# WHAT IS ASKED:
Which lines in the records contain the string "target"? Show each such line in full. Uppercase and lowercase letters count as different.
/---
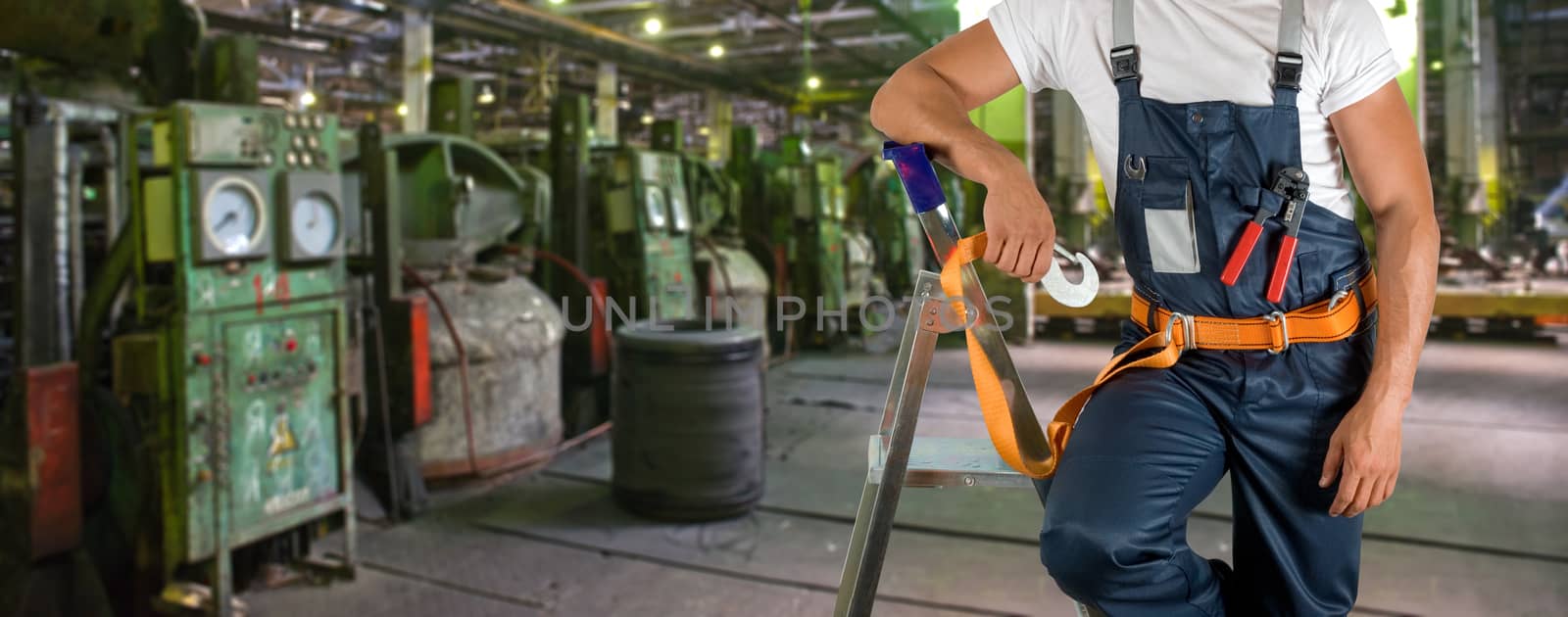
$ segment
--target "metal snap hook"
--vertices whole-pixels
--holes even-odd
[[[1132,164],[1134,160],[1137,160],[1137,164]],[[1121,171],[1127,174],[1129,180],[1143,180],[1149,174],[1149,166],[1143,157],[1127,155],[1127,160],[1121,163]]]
\---
/---
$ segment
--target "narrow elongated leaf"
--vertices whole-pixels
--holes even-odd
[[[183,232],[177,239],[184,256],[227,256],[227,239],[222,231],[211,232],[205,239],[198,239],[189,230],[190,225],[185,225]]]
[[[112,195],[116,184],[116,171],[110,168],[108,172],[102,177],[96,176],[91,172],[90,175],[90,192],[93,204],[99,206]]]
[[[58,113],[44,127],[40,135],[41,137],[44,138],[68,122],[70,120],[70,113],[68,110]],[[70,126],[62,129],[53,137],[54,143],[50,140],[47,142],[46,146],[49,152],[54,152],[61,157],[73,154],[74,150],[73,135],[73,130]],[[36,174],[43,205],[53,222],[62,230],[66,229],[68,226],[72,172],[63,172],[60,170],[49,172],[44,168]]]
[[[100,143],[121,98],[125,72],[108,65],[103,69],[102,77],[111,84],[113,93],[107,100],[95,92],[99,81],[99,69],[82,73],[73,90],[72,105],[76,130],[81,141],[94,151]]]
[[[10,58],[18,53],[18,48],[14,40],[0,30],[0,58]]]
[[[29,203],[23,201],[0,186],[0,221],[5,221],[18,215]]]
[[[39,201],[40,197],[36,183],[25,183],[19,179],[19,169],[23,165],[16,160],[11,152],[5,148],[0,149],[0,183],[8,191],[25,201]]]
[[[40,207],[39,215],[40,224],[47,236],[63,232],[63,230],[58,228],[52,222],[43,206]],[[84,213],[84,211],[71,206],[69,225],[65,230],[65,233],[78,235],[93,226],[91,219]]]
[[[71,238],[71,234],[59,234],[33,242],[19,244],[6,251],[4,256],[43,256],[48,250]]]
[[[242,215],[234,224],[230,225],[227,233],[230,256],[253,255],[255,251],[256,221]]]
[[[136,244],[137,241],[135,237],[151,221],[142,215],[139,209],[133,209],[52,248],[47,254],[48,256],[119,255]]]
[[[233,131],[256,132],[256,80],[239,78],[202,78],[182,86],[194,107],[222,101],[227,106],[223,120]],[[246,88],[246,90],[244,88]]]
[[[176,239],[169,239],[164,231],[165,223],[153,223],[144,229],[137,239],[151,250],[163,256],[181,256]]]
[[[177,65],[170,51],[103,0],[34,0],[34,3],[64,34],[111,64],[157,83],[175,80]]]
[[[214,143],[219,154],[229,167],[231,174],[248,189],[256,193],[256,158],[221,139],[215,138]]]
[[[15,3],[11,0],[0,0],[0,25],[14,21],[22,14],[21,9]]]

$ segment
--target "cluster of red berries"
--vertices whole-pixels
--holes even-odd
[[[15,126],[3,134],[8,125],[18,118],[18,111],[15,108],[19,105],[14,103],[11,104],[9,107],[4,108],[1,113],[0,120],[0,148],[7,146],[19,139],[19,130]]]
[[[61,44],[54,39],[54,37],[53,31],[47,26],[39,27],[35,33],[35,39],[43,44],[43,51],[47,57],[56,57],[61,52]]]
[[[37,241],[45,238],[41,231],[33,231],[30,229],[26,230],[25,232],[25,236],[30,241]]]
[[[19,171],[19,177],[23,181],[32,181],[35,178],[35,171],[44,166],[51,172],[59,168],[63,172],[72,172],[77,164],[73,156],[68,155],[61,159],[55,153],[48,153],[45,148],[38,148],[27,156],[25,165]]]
\---
# FINAL RESULT:
--target "metal snap hook"
--target "narrow elongated leaf"
--target "cluster of red berries"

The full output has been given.